## Records excerpted from a collection
------------------------------------------------
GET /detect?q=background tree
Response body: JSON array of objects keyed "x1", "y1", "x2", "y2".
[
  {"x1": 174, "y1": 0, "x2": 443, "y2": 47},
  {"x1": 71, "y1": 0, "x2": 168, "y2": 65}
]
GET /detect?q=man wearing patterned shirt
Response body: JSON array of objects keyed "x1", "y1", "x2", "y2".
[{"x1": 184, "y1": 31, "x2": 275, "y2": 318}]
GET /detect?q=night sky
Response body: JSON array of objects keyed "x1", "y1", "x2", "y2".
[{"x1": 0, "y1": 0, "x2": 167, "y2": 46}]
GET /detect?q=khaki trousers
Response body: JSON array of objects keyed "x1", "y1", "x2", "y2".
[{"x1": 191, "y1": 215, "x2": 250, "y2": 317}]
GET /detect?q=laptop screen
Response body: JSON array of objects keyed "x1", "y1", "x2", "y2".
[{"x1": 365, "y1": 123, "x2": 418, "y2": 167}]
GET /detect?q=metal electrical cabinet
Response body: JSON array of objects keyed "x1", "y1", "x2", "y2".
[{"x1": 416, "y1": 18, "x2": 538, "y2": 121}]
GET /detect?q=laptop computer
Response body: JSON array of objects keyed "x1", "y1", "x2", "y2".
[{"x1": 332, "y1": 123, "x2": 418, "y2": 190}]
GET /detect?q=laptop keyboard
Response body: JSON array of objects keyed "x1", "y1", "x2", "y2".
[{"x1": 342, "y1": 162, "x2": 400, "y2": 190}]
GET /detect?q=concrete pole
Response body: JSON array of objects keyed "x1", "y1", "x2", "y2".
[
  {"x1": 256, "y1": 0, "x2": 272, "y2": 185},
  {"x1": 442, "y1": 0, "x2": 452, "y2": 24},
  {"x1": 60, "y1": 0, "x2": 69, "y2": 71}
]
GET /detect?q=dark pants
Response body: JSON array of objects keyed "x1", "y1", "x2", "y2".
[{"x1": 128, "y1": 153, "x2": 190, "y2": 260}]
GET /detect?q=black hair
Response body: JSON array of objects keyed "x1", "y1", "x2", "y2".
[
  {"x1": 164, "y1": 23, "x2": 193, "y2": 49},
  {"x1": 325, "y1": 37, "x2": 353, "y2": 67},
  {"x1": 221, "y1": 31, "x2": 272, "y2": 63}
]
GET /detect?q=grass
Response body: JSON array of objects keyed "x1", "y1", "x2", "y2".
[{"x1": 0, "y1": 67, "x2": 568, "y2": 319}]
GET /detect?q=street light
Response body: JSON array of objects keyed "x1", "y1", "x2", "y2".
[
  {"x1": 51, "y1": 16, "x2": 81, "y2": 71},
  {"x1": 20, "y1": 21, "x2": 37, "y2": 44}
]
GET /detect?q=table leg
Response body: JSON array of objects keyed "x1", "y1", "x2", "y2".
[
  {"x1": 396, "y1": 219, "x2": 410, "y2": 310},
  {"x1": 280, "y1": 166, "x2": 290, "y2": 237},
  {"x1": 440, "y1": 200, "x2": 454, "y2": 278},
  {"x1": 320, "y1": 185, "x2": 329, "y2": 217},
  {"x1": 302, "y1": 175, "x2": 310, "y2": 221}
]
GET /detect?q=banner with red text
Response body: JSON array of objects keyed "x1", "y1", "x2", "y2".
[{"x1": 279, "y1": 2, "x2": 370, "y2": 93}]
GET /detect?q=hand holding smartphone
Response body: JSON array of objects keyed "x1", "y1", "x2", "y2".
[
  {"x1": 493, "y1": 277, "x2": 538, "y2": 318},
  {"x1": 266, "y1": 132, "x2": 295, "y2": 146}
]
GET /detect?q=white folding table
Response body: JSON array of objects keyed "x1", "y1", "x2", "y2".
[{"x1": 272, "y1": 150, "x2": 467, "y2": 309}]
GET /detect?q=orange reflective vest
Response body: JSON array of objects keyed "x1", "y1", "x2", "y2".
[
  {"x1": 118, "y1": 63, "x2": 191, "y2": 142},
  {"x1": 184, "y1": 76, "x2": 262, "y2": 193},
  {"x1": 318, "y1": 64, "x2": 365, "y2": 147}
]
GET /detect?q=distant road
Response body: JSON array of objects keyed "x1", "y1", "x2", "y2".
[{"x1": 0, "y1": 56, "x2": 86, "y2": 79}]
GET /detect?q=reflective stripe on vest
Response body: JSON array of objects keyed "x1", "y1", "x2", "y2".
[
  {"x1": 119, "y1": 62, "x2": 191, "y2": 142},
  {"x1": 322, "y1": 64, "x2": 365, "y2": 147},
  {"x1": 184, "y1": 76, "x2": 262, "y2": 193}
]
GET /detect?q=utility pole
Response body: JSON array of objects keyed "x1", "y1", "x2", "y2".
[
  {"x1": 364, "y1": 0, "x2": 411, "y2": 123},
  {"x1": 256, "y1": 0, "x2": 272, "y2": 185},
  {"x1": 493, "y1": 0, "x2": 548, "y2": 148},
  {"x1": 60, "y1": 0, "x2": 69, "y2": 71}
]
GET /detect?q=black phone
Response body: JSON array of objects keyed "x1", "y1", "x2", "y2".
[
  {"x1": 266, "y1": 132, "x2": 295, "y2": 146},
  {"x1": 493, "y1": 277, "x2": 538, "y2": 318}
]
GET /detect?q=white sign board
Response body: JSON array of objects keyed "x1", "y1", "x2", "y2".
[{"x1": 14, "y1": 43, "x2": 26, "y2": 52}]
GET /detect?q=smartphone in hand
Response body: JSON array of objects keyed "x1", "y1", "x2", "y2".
------------------------------------------------
## WORK TO BE COMPLETED
Return every line in the records above that contains the word "vest".

## WRITTEN RESPONSE
GET /detect?q=orange reflective vest
GET /detect?q=reflective stripe on vest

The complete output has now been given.